**The problem:** The task calls for each line of the records below in which the word "floor" appears.

Task input Block Start

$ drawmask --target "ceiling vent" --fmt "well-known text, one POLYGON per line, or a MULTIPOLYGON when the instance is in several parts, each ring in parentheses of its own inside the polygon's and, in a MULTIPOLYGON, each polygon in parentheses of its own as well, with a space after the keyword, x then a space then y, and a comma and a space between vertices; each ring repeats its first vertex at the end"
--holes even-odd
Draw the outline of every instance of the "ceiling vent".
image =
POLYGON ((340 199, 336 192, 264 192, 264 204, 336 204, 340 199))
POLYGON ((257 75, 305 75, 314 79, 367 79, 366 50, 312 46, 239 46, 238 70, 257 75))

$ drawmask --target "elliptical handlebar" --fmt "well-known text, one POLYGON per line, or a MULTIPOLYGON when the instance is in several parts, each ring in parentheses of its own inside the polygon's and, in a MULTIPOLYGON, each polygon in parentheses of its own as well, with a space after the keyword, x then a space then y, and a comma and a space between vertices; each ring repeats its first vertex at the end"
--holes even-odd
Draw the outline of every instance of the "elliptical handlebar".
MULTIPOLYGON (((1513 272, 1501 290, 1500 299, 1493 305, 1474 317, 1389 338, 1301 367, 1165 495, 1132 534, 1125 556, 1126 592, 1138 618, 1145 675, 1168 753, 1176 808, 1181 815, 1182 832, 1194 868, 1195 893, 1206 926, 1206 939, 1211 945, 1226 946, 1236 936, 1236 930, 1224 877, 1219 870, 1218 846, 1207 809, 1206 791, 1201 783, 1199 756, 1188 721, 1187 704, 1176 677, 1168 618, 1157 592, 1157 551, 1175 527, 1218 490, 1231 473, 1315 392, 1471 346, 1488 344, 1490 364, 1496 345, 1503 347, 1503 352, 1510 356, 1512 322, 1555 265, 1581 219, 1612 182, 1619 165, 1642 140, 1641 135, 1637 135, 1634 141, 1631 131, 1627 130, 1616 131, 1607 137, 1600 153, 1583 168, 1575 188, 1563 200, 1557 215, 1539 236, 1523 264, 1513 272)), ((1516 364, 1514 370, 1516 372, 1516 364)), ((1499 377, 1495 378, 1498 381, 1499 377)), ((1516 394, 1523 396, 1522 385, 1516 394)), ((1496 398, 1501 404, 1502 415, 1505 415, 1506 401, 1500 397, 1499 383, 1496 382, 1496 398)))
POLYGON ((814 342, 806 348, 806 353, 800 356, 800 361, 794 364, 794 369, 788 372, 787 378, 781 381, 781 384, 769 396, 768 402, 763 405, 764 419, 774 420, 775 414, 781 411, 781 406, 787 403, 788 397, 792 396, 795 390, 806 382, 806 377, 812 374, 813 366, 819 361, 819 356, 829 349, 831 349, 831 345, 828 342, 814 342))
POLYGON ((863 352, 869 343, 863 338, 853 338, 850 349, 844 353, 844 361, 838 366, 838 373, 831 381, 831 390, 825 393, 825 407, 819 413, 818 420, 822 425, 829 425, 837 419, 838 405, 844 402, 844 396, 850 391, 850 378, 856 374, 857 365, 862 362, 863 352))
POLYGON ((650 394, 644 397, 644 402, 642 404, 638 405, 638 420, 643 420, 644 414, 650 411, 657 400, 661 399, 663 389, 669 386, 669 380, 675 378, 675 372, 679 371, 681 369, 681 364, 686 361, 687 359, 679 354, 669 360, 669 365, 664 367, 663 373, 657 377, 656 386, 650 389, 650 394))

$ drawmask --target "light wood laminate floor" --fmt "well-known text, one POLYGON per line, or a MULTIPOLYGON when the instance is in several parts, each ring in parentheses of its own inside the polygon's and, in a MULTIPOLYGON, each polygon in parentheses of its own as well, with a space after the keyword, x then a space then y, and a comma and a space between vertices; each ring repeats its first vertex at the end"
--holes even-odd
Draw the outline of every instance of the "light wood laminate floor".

Task input Block End

**Solution for this exercise:**
$ drawmask --target "light wood laminate floor" --fmt "well-known text, one POLYGON per line, or a MULTIPOLYGON when the instance is in several parts, each ring in parentheses of its own inside the polygon's and, in a MULTIPOLYGON, each polygon in parentheses of its own as well, with a space after the keyword, x then a space then y, and a comma and a space between vertices; each ring repeats its first vertex at the end"
Draw the outline of every instance of the "light wood laminate floor".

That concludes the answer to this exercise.